> **Task list**:
[1] List every short name that the opinion on Goodwin's discrimination suit defines in parentheses and quotation marks.
[2] Repeat the part of the opinion on Goodwin's discrimination suit that opens with the words containing "Goodwin's initial complaint" and closes with "not been appealed.".

======== Given passage ========

Pamela Goodwin ("Goodwin") has sued her employer General Motors Corporation ("General Motors"), charging it with racial discrimination actionable under Title VII of the Civil Rights Act of 1964 ("Title VII," 42 U.S.C. §§ 2000e to 2000e-17). Goodwin, who is African American, alleges that General Motors has discriminated against her over the years by paying her a significantly lower salary than similarly-situated white employees.
After reviewing the parties' submissions on General Motors' motion for summary judgment under Fed.R.Civ.P. ("Rule") 56, the district court granted that motion on the grounds (1) that the majority of Goodwin's claims for pay discrimination were time-barred because her pay rates had been established more than 300 days before she filed her charge of discrimination with the Equal Employment Opportunity Commission ("EEOC") and (2) that Goodwin had failed to present a prima facie case for discrimination related to the single claim that was not time-barred. We reverse the district court's grant of summary judgment in General Motors' favor and remand the action for trial.
Goodwin's initial complaint had also asserted claims under 42 U.S.C. § 1981. Because she failed to address those claims in response to General Motors' Rule 56 motion, the district court deemed them abandoned in the course of granting summary judgment to General Motors. That abandonment ruling has not been appealed.
Standard of Review
We review the grant of summary judgment de novo, applying the same standard as did the district court ( Brown v. Gray, 227 F.3d 1278, 1285 (10th Cir. 2000)). Under Rule 56(c) summary judgment is appropriate only "if the pleadings, depositions, answers to interrogatories, and admissions on file, together with the affidavits, if any, show that there is no genuine issue as to any material fact and that the moving party is entitled to judgment as a matter of law." Familiar Rule 56 principles impose on General Motors as movant the initial burden of establishing the lack of a genuine issue of material fact ( Celotex Corp. v. Catrett, 477 U.S. 317, 322-23, 106 S.Ct. 2548, 91 L.Ed.2d 265 (1986)). On appellate review we, like the district court, are required to draw all reasonable inferences in the light most favorable to nonmovant Goodwin ( Brown, 227 F.3d at 1285).
Goodwin began working for General Motors in 1976 in a pre-foreman training program at its Leeds plant in Kansas City, Missouri. During the next decade she held a number of different positions there, including supervisor over janitorial services, supervisor over sanitation and senior clerk. Goodwin was also laid off several times as a result of reductions in force. Following each layoff she was recalled, although she experienced some salary reductions as a result of the layoff periods.

======== Records provided ========

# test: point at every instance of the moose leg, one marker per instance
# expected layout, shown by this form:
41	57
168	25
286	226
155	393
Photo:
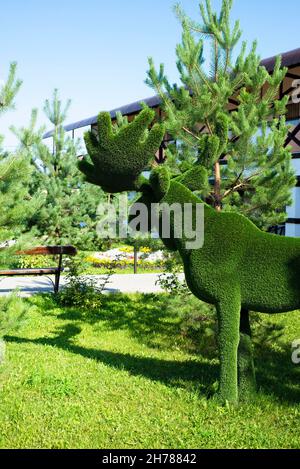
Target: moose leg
246	370
229	325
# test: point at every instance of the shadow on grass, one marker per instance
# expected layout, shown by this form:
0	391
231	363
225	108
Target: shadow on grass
188	374
151	320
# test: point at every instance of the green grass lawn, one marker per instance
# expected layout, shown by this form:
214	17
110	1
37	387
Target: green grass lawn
127	377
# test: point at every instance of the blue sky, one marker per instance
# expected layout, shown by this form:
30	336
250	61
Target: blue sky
95	52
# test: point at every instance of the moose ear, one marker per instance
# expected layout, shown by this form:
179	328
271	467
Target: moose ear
160	182
195	179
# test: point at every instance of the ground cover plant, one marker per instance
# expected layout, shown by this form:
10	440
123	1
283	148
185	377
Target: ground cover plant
135	374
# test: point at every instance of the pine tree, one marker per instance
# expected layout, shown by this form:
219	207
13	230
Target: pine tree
228	110
68	213
16	203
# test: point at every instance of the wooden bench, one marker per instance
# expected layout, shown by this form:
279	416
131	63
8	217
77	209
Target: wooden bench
43	251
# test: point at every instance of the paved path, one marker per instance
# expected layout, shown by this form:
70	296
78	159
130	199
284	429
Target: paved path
125	283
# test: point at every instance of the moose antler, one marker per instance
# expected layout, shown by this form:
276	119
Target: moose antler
119	156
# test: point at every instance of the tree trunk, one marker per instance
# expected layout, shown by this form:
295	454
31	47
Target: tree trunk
217	189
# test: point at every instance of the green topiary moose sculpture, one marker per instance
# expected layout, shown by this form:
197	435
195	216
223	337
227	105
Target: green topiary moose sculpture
252	270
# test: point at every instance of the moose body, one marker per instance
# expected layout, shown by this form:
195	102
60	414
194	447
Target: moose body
239	267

========

> **Answers below**:
[1]
- Goodwin
- General Motors
- Title VII
- Rule
- EEOC

[2]
Goodwin's initial complaint had also asserted claims under 42 U.S.C. § 1981. Because she failed to address those claims in response to General Motors' Rule 56 motion, the district court deemed them abandoned in the course of granting summary judgment to General Motors. That abandonment ruling has not been appealed.